* **Deine Aufgabe**
Führe alle Textstellen auf, die im Artikel in Anführungszeichen stehen.

* **Artikel**
==*==

In dieser dramatischen Situation im August habe sich sein „kurzer Draht“ zur Ministerin Kamp-Karrenbauer ausgezahlt, erklärte Wächter und fügte hinzu: „Es gab eine sehr schnelle Absprache mit ihr.“ Innerhalb von 36 Stunden sei ein unterschriftsreifer Mandatsentwurf vorbereitet gewesen. Kamp-Karrenbauer habe darauf bestanden, ihn selbst dem Bundeskabinett vorzulegen. Drei Tage später sei die Evakuierungsmission vom Bundestag mandatiert worden.

Zu der Diskussion darüber, warum die Vereinfachung des Ortskräfteverfahrens so lange gedauert hat, sagte Wächter, man habe sich im BMVg gewünscht, dass man sich schneller durchsetzen könnte. Das sei aber die Realität in einer Koalitionsregierung. Wächter betonte, dass es der Ministerin Kamp-Karrenbauer ein Bedürfnis gewesen sei, dass sie den Menschen, die mit Deutschland kooperierten, nach „unserem Abzug“ die Sicherheit zu geben, nicht der Rache der Taliban ausgesetzt zu werden.

==*==

* **Liste der Datensätze**
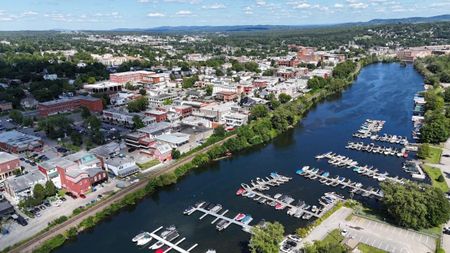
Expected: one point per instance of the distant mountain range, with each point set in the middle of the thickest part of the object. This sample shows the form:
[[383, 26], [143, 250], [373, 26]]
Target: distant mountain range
[[242, 28]]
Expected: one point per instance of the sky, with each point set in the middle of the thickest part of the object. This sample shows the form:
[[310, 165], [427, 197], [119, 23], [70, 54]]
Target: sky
[[111, 14]]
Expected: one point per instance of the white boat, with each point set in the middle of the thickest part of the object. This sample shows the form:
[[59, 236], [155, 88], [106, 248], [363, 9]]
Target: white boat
[[138, 236], [145, 239]]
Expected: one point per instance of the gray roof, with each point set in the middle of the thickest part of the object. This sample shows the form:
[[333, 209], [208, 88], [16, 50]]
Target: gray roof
[[175, 138], [106, 150], [18, 139], [155, 128], [6, 157], [26, 181]]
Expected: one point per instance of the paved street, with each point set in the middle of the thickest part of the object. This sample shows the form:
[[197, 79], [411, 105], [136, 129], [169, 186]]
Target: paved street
[[387, 237], [35, 225]]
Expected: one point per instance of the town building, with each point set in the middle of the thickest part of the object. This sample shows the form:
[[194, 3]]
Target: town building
[[21, 187], [121, 166], [69, 104], [17, 142], [5, 106], [8, 164]]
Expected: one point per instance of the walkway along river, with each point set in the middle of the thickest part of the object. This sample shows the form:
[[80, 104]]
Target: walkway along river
[[382, 91]]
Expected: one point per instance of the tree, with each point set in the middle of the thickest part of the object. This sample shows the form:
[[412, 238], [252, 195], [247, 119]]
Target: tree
[[424, 151], [137, 122], [219, 131], [415, 206], [50, 188], [266, 239], [91, 80], [284, 98], [259, 111], [209, 90], [138, 105], [39, 193], [16, 116], [175, 153], [85, 112]]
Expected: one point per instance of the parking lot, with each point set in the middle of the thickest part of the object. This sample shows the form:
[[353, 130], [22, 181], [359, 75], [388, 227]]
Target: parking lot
[[18, 232], [387, 237]]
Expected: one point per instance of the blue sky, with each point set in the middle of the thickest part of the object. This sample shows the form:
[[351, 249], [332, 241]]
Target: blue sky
[[109, 14]]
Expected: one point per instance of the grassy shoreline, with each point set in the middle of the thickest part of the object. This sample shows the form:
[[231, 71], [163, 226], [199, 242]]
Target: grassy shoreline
[[298, 107]]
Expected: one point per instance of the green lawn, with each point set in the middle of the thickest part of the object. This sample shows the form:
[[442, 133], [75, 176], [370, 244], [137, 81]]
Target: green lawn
[[334, 237], [434, 174], [364, 248], [435, 155], [149, 164]]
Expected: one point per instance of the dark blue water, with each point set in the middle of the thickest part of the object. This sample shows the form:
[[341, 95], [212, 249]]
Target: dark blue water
[[382, 91]]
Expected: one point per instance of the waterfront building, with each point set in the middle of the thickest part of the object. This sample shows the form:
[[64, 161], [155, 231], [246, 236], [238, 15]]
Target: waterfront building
[[69, 104]]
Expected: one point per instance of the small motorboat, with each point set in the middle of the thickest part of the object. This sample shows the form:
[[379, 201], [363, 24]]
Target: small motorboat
[[188, 210], [138, 236], [239, 216], [240, 191], [145, 239]]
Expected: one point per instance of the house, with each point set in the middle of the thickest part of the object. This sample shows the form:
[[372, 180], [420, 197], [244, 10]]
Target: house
[[8, 164], [175, 140], [5, 106], [21, 187], [17, 142], [121, 166], [69, 104], [157, 114]]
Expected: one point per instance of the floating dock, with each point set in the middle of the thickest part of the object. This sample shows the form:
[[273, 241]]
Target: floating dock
[[343, 161], [376, 149], [298, 211], [355, 187], [172, 246], [245, 226]]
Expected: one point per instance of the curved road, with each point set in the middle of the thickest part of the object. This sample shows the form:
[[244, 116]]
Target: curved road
[[36, 241]]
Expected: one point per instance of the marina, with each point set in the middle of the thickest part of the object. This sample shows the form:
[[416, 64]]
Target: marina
[[321, 130], [280, 201], [324, 178], [376, 149], [369, 171], [213, 210], [164, 240]]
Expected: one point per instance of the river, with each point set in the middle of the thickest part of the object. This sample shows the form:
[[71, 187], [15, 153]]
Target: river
[[381, 91]]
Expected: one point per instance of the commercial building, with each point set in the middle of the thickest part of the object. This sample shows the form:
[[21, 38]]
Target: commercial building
[[17, 142], [69, 104], [103, 87], [121, 166], [21, 187], [141, 76], [8, 164]]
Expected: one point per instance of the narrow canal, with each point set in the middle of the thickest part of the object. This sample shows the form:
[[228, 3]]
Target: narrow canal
[[382, 91]]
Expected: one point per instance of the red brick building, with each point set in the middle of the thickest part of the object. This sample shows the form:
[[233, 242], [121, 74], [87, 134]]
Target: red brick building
[[135, 76], [183, 110], [8, 164], [159, 115], [69, 104]]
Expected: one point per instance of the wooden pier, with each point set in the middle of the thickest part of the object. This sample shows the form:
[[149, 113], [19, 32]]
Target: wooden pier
[[172, 246], [343, 161], [355, 187], [245, 227]]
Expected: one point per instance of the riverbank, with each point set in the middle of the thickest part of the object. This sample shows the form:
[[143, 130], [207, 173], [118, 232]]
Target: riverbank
[[284, 117]]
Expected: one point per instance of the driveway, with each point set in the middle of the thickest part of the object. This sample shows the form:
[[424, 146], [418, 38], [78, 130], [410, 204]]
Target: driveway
[[387, 237]]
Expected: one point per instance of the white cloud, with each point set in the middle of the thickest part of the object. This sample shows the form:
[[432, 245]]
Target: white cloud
[[184, 13], [214, 6], [302, 6], [156, 14]]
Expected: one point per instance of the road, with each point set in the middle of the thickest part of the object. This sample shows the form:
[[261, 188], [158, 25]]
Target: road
[[76, 220]]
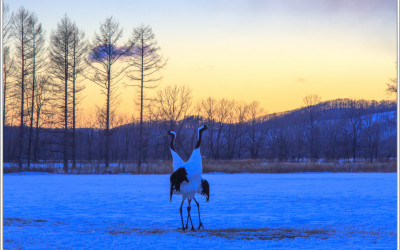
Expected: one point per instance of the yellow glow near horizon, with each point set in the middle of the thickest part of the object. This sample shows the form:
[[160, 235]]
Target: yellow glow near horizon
[[274, 52]]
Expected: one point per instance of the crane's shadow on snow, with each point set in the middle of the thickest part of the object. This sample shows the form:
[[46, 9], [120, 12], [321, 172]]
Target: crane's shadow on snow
[[237, 233]]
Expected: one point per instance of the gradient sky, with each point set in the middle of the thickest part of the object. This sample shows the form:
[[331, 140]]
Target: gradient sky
[[272, 51]]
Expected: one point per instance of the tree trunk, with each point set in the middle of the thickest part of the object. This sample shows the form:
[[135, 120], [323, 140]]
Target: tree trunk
[[108, 120], [141, 113], [66, 110], [21, 128], [73, 116], [32, 109]]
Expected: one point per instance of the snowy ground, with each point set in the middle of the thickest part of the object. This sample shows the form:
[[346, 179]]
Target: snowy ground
[[321, 210]]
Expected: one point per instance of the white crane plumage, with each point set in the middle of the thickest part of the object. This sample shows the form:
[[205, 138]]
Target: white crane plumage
[[186, 179]]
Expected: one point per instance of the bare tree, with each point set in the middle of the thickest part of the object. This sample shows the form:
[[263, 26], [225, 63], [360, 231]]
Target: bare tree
[[174, 103], [145, 65], [354, 113], [78, 50], [44, 98], [104, 70], [256, 134], [391, 86], [37, 63], [60, 44], [311, 104], [21, 30], [8, 64]]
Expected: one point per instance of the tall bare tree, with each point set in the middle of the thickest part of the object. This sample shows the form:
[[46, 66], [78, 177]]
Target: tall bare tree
[[21, 32], [60, 64], [104, 70], [37, 63], [174, 103], [391, 86], [256, 134], [78, 50], [145, 65], [43, 108], [8, 64]]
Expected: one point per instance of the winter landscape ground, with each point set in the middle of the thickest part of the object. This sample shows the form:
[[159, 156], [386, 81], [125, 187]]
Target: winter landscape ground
[[302, 210]]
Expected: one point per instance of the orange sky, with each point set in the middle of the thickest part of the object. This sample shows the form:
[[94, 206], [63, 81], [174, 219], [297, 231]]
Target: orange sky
[[275, 52]]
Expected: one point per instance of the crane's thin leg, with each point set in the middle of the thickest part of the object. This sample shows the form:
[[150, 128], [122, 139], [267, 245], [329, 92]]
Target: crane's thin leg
[[189, 217], [198, 209], [180, 210]]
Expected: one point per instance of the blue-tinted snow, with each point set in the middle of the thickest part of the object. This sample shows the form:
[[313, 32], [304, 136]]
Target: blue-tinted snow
[[319, 210]]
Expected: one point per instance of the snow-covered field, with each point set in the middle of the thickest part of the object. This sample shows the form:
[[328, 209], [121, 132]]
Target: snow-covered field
[[321, 210]]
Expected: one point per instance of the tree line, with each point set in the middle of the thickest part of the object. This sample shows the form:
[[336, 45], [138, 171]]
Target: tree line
[[337, 130], [42, 82], [42, 90]]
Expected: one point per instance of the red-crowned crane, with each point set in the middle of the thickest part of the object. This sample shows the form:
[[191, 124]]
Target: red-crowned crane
[[186, 179]]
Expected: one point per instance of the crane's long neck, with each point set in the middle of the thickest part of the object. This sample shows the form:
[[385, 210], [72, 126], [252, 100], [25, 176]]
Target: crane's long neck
[[172, 141]]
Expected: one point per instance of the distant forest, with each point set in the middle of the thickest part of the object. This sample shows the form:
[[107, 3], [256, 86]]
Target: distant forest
[[332, 130], [43, 79]]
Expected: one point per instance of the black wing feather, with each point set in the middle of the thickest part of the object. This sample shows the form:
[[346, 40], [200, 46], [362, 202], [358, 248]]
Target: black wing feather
[[176, 179]]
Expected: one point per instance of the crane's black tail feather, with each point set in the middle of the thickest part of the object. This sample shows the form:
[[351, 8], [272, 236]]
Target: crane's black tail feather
[[176, 179], [205, 189]]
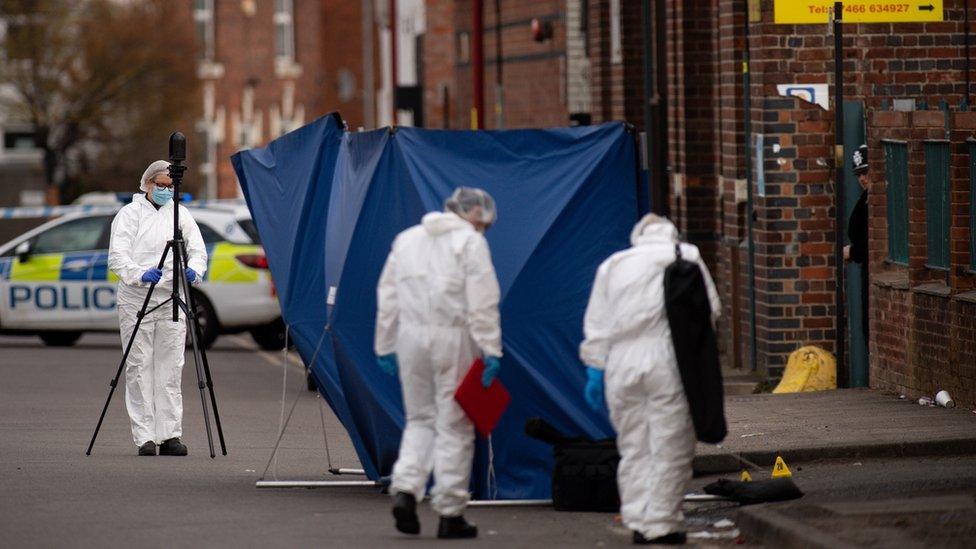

==*==

* **Vollständige Antwort**
- „kurzer Draht“
- „Es gab eine sehr schnelle Absprache mit ihr.“
- „unserem Abzug“